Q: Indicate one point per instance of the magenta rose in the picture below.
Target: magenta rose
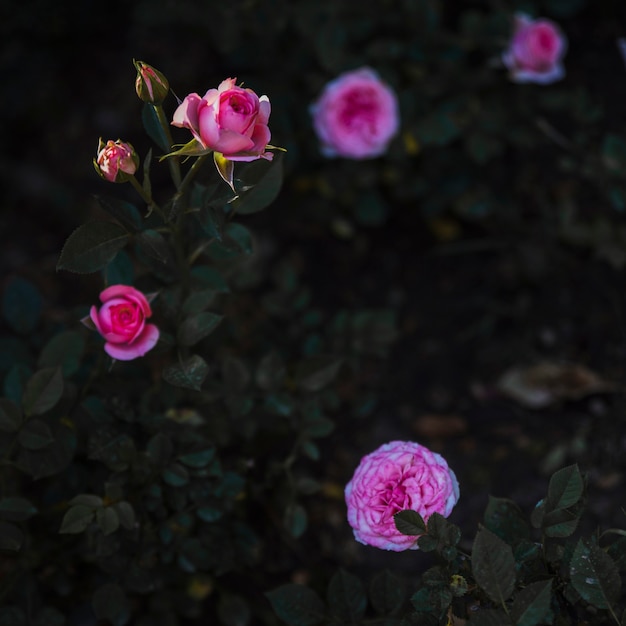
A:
(356, 115)
(535, 52)
(121, 320)
(116, 160)
(230, 120)
(397, 476)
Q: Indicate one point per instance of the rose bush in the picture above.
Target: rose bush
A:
(535, 52)
(356, 115)
(397, 476)
(230, 120)
(116, 160)
(121, 320)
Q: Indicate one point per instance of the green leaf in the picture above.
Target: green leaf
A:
(21, 305)
(43, 390)
(197, 327)
(295, 520)
(10, 416)
(64, 350)
(316, 372)
(16, 509)
(346, 597)
(225, 168)
(109, 604)
(124, 212)
(35, 434)
(594, 575)
(387, 593)
(531, 606)
(189, 374)
(565, 488)
(91, 246)
(493, 566)
(261, 181)
(297, 605)
(11, 537)
(409, 522)
(108, 520)
(77, 519)
(153, 127)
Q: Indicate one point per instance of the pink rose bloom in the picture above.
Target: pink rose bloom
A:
(535, 51)
(116, 160)
(230, 119)
(121, 320)
(356, 116)
(397, 476)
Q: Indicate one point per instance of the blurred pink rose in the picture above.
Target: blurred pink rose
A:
(535, 51)
(230, 120)
(116, 160)
(356, 116)
(121, 320)
(397, 476)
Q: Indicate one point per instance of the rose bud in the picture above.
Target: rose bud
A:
(151, 85)
(116, 161)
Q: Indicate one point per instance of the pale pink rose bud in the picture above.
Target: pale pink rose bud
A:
(535, 51)
(356, 115)
(151, 85)
(116, 161)
(121, 320)
(230, 120)
(395, 477)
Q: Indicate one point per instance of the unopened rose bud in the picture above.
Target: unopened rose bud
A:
(151, 86)
(116, 161)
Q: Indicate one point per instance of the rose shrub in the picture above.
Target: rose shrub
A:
(121, 320)
(116, 160)
(356, 115)
(230, 120)
(535, 51)
(397, 476)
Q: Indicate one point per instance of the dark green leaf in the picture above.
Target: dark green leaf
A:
(295, 520)
(91, 246)
(594, 575)
(43, 390)
(197, 327)
(565, 488)
(64, 350)
(21, 305)
(35, 434)
(16, 509)
(493, 566)
(109, 603)
(387, 593)
(314, 373)
(107, 519)
(11, 537)
(124, 212)
(153, 127)
(532, 605)
(77, 519)
(346, 597)
(10, 416)
(260, 185)
(409, 522)
(297, 605)
(189, 374)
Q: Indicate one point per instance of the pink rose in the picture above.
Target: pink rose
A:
(356, 116)
(121, 320)
(116, 160)
(230, 120)
(397, 476)
(535, 51)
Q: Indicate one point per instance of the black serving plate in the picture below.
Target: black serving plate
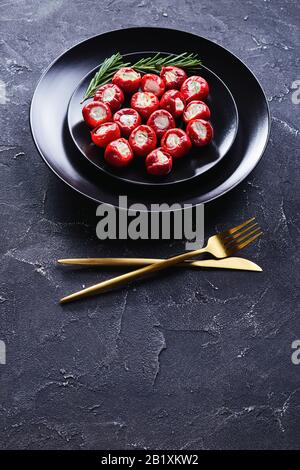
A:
(224, 119)
(48, 117)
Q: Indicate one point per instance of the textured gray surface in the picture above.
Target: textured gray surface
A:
(190, 360)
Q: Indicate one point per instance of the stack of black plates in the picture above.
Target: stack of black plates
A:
(240, 117)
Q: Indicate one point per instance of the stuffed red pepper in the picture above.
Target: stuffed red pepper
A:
(110, 94)
(196, 110)
(194, 88)
(176, 142)
(160, 121)
(142, 140)
(127, 79)
(105, 133)
(127, 119)
(95, 113)
(173, 77)
(153, 83)
(145, 103)
(158, 162)
(174, 102)
(118, 153)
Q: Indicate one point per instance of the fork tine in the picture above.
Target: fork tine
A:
(237, 234)
(239, 238)
(240, 246)
(238, 227)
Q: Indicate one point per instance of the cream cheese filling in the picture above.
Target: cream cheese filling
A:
(122, 148)
(162, 158)
(193, 110)
(127, 119)
(193, 86)
(161, 122)
(179, 104)
(172, 140)
(141, 138)
(98, 113)
(143, 100)
(151, 85)
(108, 94)
(103, 129)
(200, 129)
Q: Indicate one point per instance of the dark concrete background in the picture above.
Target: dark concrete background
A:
(193, 360)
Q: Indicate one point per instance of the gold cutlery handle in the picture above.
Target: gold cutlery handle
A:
(119, 280)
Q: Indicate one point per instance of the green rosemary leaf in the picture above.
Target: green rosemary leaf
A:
(105, 73)
(189, 62)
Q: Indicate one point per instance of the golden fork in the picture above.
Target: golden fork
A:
(220, 245)
(231, 262)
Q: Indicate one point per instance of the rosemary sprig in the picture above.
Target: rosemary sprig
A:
(105, 73)
(186, 61)
(189, 62)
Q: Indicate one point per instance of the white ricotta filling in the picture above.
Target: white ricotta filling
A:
(170, 76)
(179, 104)
(151, 85)
(129, 75)
(143, 100)
(161, 157)
(172, 140)
(161, 122)
(103, 129)
(141, 138)
(108, 94)
(97, 113)
(127, 119)
(193, 110)
(194, 86)
(122, 148)
(200, 129)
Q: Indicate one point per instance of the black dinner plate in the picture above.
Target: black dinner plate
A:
(224, 119)
(48, 117)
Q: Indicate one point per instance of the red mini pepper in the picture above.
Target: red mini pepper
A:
(118, 153)
(145, 103)
(153, 83)
(200, 132)
(174, 102)
(194, 88)
(95, 113)
(110, 94)
(142, 140)
(127, 119)
(158, 162)
(176, 142)
(196, 110)
(127, 79)
(173, 77)
(105, 133)
(160, 121)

What you have to do:
In the entries above, please find the line with "Q: Indicate one point per instance of the gold cutlery" and the line with "Target: white ricotta filling", then write out exactly those two lines and every line between them, and nothing more.

Output of the task:
Q: Indicate one point per instance of the gold cutlery handle in the picture above.
Target: gold cutlery handle
A:
(119, 280)
Q: Indicate one point per instance of the green rosemary leaf in the picture above.
Target: green rosemary leaf
A:
(105, 73)
(189, 62)
Q: Indicate one point per instance of the golden fork in the picture above.
Target: golden fork
A:
(220, 245)
(231, 262)
Q: Indicate one point per instance of the rosemary sprig in the picture above.
Target: rosemary sprig
A:
(105, 73)
(186, 61)
(189, 62)
Q: Indicate one point per instance of the white ricotta filling in the picture above.
Target: white ricotta filling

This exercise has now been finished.